■ Brief: Transcribe the entries below exactly.

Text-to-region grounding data
* * *

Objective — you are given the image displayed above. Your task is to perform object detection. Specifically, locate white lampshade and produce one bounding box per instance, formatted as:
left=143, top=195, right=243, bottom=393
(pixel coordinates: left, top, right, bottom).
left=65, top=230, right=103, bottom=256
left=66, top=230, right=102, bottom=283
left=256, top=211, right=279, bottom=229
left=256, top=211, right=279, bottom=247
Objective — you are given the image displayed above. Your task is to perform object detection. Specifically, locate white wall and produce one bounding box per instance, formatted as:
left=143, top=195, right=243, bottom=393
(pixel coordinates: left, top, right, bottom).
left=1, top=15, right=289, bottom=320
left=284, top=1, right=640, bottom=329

* * *

■ Task solution:
Objective — you are given the image displayed above. Your task is to perform object detection. Specifically, locate white lampshade and produce one bounding box per instance, formatted as:
left=143, top=195, right=243, bottom=393
(pixel coordinates: left, top, right, bottom).
left=65, top=230, right=103, bottom=256
left=66, top=230, right=102, bottom=283
left=256, top=211, right=279, bottom=229
left=256, top=211, right=279, bottom=247
Objective — you are given the image displayed above. Your task is to perform object detection. Specifically, locate white wall and produce one bounding box per instance, formatted as:
left=143, top=195, right=243, bottom=393
(pixel coordinates: left, top, right, bottom).
left=1, top=15, right=289, bottom=320
left=284, top=1, right=640, bottom=329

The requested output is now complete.